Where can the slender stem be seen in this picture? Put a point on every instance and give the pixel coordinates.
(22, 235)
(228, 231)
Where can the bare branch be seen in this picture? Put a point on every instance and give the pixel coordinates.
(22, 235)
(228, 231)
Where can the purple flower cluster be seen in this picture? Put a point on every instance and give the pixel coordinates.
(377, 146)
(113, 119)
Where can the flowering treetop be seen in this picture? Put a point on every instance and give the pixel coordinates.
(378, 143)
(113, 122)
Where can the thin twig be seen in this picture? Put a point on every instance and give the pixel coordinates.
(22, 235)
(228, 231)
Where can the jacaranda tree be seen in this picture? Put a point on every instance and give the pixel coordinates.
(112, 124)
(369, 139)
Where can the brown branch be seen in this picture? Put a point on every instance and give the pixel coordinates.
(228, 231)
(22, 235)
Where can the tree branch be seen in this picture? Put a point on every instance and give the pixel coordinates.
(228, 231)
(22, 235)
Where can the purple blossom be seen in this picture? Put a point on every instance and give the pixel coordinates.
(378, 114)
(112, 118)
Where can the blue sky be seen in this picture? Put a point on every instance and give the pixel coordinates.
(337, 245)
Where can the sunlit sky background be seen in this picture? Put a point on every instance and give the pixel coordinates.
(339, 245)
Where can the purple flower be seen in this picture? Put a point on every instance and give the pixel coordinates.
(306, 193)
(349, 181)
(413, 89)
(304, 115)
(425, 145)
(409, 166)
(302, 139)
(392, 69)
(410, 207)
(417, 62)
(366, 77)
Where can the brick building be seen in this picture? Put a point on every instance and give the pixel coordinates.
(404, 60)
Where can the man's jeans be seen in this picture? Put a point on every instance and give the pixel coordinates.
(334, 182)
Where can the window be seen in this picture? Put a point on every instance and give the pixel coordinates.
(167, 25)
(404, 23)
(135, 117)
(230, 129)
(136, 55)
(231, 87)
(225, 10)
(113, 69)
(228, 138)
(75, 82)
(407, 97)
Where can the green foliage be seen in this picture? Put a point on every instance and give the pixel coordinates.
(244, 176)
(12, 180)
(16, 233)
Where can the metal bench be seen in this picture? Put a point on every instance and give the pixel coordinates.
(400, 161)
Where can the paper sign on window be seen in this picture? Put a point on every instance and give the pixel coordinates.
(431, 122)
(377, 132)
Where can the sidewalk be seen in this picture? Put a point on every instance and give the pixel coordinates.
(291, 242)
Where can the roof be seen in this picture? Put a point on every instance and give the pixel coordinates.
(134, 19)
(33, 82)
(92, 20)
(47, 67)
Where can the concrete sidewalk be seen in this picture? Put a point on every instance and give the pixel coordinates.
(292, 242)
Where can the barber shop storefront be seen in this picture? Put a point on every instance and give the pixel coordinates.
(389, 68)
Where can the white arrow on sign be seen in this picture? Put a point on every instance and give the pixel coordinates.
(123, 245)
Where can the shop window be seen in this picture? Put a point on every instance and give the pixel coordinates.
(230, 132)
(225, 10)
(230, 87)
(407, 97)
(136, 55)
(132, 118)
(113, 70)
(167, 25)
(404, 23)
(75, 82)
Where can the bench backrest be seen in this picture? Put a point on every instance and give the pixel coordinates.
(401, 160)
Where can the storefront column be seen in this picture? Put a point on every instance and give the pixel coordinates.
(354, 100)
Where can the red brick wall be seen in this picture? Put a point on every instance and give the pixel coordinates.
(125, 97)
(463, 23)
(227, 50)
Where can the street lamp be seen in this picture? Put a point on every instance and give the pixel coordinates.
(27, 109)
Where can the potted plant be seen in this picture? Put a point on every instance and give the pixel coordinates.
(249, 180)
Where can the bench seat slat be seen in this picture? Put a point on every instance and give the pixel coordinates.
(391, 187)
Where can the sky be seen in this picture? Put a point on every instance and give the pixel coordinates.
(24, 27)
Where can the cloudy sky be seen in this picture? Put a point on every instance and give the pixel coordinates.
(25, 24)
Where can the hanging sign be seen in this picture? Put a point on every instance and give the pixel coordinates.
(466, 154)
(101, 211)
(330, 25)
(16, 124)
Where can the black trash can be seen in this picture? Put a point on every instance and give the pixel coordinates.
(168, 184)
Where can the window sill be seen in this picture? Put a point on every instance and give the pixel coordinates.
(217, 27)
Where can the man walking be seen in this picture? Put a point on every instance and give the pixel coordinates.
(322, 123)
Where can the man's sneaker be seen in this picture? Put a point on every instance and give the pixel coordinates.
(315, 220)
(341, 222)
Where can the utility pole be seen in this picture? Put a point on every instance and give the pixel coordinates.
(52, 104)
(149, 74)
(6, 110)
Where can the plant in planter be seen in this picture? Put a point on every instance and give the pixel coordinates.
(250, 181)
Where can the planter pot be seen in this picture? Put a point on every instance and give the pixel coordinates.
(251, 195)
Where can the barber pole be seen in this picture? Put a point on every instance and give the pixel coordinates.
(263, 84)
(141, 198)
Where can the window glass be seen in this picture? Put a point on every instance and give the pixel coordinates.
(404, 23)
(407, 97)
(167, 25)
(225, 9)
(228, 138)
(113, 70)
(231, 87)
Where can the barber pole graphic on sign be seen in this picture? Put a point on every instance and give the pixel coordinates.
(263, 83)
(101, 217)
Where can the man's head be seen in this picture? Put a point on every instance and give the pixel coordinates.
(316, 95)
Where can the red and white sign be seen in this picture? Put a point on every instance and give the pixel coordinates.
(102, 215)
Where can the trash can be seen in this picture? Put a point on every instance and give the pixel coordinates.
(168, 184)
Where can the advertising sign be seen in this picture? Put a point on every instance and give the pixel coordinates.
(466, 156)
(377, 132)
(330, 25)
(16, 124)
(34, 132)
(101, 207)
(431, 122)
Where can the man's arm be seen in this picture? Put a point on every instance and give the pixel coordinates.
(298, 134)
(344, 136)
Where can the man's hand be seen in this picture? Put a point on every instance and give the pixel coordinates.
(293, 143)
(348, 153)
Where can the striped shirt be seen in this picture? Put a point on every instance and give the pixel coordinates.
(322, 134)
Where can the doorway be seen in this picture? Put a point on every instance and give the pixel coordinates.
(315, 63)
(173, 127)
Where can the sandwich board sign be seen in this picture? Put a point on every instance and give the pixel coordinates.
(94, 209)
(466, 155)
* * *
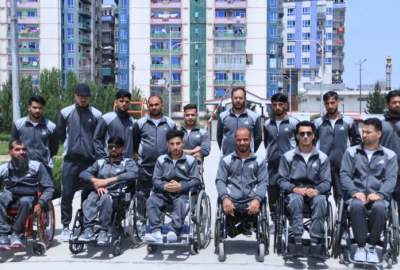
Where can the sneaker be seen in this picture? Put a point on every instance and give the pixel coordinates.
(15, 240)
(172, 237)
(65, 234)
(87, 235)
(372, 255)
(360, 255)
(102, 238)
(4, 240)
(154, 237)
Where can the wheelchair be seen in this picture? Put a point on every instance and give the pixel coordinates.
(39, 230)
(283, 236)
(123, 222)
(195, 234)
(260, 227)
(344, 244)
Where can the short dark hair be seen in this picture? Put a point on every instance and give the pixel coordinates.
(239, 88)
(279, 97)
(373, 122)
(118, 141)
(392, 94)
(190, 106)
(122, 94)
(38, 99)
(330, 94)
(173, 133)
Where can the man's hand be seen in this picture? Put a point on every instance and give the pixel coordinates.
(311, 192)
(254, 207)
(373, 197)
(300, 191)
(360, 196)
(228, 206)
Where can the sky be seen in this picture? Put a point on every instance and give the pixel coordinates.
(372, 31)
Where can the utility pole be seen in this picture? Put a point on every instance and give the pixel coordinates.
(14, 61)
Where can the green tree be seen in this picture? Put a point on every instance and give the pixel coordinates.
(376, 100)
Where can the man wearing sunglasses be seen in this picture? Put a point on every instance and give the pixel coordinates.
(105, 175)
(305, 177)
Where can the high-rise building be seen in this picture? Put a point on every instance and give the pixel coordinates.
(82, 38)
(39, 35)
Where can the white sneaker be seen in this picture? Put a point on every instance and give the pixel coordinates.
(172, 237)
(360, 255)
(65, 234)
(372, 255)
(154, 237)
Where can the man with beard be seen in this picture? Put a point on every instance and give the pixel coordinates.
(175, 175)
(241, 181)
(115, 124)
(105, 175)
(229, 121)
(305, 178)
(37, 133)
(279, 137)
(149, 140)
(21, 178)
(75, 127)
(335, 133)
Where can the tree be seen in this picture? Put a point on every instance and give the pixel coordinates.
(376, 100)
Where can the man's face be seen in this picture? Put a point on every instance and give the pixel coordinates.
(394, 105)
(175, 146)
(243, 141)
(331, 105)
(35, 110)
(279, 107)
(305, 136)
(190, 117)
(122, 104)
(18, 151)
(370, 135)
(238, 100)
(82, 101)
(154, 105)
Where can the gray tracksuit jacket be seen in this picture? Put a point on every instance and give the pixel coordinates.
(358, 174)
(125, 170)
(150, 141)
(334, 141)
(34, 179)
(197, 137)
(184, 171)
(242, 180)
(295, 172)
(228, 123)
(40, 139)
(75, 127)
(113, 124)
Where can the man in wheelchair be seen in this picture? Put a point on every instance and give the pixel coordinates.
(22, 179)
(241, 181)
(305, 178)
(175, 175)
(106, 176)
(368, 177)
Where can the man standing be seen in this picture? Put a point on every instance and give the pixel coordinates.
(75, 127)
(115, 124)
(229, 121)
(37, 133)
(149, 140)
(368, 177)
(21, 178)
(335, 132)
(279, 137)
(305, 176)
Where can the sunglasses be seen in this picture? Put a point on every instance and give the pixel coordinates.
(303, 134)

▶ Exercice proposé: Affichez toutes les lignes du matériel ci-dessus qui contiennent la chaîne « brick », en tenant compte de la casse.

▶ Corrigé complet:
Where can the brick building be seen in this picture? Put a point on every instance and give the pixel coordinates.
Where can the red brick wall be seen in this picture? Put a point on every instance and give the pixel coordinates.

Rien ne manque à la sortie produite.